This was going to be the year I finally overcame my ridiculous habit of making predictions about professional football games that won’t be played for months to come. Because, a) it’s a damned stupid thing to do; and b) the NFL spent the entire off-season pissing me off and distracting me with its absurd vendetta against Tom Brady, which, among other things, has prevented me from keeping as close an eye as usual on developments around the league. It adds up to me being somehow even less qualified than usual to reach any kind of judgment about how any team is likely to fare in games played in September, let alone December.
But here we are. Maybe because I can’t help myself. Maybe because I’m itching to think about football again and this is as simple, and low risk, a way to accomplish that as I’m likely to come up with.
As always, even I’m not ridiculous enough to waste my time trying to guess at actual final win-loss records. To my mind, doing that moves you entirely to far away from the honest admission that this is an exercise in semi-educated guesswork. I mean, my balls are as fully inflated as the next guy’s, but neither of them is crystal. So once again, I’ll offer range of how many games I think each team is likely to win. (Or maybe I should say it’s how many games I believe each team is capable of winning. It’s something like that, anyhow.) I’ve got this weird idea that doing it this way gives me a better chance of getting it right even though it totally doesn’t. Last year 15 teams ended up with win totals inside my projected ranges. But, hey, I got the AFC Championship game matchup and outcome right. And I picked the Super Bowl XLIX winner (quite a stretch, I know) though I had the NFC champ wrong. So I’ve got that going for me.
Anyway, I’ve got to start getting football stuff wrong sooner or later. So here goes.

### [Job 1]
In the NFL predictions post, rewrite the passage between "This was going" and "let alone December.", inclusive, with "September" changed to "October".

### [Supplied material]
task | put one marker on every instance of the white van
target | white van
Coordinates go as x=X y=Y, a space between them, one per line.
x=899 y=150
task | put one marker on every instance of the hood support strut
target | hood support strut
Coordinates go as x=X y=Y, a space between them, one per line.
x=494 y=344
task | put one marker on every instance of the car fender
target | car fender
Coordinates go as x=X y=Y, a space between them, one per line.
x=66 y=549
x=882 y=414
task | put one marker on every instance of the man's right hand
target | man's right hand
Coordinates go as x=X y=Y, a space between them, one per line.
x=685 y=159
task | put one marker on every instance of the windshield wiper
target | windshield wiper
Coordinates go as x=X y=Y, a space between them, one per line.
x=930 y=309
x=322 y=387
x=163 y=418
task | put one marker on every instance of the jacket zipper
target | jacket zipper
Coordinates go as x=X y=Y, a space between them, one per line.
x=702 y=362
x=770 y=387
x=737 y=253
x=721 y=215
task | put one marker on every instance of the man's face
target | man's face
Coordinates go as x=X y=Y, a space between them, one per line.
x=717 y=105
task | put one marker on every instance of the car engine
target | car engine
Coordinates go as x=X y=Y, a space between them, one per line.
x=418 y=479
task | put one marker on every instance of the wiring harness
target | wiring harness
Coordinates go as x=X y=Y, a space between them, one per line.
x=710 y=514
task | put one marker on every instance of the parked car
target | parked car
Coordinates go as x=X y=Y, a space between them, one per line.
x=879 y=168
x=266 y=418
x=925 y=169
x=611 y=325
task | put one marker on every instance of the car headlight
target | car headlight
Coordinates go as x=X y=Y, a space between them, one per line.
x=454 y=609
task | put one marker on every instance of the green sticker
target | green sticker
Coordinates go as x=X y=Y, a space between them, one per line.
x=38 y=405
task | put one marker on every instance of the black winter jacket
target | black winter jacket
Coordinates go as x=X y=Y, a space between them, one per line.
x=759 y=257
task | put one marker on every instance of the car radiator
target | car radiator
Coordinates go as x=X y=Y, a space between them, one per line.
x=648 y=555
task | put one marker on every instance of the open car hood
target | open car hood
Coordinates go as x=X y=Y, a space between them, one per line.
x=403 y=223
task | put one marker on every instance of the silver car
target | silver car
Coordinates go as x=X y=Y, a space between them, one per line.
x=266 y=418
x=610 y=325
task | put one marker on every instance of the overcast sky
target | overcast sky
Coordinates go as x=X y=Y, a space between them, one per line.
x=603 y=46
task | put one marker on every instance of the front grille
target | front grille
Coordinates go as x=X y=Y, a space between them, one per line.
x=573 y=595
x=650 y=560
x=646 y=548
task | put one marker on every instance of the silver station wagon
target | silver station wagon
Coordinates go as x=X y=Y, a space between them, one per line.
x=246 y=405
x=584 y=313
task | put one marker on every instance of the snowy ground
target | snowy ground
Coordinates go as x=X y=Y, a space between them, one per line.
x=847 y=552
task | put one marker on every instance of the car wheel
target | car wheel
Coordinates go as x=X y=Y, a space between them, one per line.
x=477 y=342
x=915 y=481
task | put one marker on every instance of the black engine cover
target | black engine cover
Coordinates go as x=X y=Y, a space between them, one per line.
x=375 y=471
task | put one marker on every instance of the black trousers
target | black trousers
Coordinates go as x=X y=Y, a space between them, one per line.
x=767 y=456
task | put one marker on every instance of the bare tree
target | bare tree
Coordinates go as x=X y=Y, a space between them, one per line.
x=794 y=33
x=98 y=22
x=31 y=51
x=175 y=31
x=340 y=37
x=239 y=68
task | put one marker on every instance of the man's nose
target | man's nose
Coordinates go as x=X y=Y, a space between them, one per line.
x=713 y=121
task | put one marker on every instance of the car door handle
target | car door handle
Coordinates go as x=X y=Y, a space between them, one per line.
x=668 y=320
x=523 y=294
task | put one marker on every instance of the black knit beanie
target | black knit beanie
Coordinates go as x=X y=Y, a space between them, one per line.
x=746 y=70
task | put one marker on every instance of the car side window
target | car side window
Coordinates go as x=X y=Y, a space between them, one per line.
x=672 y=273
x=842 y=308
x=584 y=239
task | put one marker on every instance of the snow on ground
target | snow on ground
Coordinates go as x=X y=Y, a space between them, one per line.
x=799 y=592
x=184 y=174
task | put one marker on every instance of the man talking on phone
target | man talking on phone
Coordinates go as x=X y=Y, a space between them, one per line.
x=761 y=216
...
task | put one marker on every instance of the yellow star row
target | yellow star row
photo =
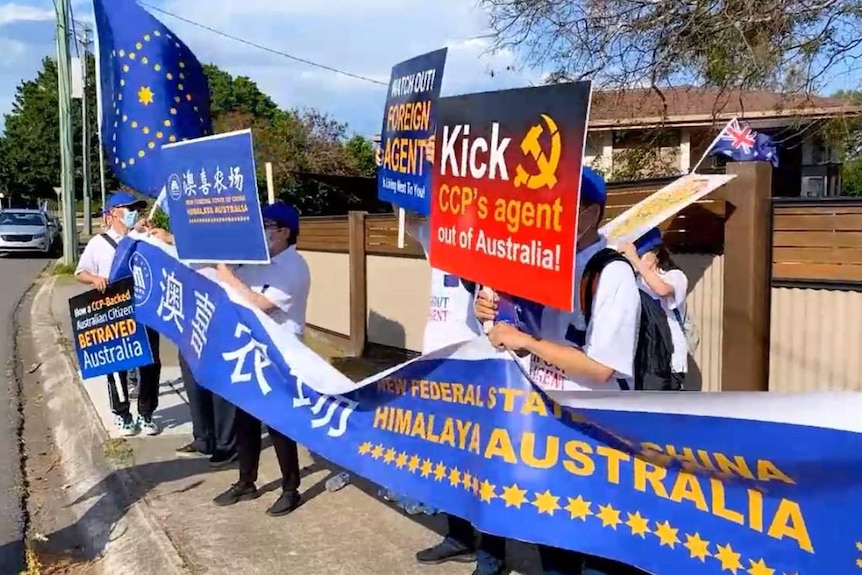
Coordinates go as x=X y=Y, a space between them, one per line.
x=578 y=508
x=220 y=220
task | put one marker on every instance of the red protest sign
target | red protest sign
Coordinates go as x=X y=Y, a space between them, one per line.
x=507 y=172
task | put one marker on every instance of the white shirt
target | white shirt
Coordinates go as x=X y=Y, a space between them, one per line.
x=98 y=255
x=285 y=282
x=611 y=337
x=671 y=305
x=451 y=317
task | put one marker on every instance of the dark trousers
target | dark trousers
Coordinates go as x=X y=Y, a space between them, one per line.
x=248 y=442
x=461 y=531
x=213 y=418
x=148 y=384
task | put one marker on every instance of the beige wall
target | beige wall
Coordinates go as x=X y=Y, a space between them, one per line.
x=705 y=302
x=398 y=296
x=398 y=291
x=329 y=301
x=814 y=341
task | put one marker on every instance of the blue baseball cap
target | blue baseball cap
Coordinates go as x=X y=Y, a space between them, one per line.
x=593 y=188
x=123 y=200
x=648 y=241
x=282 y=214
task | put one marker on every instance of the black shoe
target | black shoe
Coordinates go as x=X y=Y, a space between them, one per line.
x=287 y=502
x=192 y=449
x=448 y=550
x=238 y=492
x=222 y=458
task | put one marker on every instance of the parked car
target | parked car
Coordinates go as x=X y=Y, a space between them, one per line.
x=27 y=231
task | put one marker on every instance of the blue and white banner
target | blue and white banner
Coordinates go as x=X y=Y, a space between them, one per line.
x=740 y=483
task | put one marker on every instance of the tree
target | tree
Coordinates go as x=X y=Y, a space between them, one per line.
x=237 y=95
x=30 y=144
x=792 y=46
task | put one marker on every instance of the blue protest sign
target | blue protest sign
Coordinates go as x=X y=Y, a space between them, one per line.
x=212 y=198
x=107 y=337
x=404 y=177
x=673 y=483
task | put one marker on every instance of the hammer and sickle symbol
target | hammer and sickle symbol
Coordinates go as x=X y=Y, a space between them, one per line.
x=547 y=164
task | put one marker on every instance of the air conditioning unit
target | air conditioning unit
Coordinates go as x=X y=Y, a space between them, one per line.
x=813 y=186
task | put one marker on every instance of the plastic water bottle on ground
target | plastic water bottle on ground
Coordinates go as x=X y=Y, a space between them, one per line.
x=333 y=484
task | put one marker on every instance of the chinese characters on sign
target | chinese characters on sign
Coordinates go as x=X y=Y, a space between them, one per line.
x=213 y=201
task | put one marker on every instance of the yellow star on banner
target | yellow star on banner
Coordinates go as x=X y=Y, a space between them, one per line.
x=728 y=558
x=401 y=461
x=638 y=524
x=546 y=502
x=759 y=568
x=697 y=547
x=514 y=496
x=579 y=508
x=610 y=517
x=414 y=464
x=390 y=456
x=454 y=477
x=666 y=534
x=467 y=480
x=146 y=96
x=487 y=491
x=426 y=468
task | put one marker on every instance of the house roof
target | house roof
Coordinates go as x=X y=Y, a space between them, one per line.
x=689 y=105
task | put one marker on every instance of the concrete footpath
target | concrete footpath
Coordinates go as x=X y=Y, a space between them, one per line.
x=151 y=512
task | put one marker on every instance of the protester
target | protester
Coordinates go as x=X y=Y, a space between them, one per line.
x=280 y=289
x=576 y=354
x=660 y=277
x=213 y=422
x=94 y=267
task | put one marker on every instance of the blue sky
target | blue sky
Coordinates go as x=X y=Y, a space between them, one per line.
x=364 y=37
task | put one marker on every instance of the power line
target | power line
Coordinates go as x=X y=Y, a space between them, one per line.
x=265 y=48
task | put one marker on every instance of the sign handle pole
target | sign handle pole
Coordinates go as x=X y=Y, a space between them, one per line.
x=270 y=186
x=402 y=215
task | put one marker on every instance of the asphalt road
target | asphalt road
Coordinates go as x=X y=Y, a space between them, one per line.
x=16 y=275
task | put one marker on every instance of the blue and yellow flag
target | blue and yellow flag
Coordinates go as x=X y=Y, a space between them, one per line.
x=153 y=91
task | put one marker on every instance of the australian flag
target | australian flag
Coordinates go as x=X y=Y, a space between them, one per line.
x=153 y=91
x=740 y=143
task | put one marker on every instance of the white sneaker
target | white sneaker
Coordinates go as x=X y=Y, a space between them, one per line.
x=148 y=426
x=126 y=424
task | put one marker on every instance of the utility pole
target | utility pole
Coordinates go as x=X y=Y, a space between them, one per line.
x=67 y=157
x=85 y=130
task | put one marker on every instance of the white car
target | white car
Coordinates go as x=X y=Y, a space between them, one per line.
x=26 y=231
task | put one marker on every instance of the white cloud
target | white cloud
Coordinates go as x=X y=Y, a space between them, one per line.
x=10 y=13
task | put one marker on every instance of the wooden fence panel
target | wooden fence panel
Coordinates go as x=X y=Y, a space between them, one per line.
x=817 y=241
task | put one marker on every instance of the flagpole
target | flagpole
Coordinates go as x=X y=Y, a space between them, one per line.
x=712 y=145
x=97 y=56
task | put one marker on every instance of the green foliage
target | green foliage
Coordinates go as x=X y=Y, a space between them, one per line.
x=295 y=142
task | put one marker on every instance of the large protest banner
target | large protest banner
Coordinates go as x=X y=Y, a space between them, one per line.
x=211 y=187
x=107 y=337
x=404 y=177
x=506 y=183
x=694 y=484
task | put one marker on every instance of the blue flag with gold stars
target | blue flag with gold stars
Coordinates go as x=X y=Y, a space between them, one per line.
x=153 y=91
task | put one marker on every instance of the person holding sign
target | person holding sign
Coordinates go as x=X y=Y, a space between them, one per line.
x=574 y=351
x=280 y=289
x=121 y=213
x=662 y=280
...
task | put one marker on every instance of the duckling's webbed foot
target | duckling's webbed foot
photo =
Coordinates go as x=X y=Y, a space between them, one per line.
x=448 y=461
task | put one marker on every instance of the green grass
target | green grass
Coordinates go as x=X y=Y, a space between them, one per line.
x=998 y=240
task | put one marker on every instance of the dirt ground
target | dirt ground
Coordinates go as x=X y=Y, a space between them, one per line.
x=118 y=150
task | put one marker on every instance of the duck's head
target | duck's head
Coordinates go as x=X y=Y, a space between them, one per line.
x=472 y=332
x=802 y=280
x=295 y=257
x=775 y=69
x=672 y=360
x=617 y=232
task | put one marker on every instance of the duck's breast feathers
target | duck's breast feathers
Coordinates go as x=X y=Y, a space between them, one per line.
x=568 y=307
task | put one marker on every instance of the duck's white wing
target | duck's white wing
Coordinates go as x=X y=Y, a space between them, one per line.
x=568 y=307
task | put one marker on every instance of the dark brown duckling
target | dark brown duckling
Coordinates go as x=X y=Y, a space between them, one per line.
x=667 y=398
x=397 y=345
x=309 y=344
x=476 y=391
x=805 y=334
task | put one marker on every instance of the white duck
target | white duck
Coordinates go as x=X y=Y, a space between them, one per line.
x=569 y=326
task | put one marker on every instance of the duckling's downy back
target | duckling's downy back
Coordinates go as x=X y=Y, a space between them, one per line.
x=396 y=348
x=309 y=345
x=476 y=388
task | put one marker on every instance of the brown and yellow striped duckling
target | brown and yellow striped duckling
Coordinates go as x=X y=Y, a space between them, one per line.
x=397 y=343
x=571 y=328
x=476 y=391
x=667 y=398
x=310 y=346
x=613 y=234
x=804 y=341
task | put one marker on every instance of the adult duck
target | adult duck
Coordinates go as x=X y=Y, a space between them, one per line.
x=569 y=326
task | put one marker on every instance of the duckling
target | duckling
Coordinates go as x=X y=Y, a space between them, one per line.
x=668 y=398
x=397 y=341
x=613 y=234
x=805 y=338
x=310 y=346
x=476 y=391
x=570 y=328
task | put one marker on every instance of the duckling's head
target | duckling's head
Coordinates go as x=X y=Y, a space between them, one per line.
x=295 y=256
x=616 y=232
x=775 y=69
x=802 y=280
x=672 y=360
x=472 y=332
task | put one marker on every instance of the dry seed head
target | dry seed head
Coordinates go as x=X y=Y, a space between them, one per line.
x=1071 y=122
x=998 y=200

### [Job 2]
Please repeat the entries between the lines holding "task | put one marker on every instance of the snowy" and "x=847 y=552", inclusive, without changing a character.

### [Full solution 1]
This was going to be the year I finally overcame my ridiculous habit of making predictions about professional football games that won’t be played for months to come. Because, a) it’s a damned stupid thing to do; and b) the NFL spent the entire off-season pissing me off and distracting me with its absurd vendetta against Tom Brady, which, among other things, has prevented me from keeping as close an eye as usual on developments around the league. It adds up to me being somehow even less qualified than usual to reach any kind of judgment about how any team is likely to fare in games played in October, let alone December.

### [Full solution 2]
task | put one marker on every instance of the snowy ground
target | snowy ground
Coordinates go as x=X y=Y, a space between them, one per line.
x=847 y=552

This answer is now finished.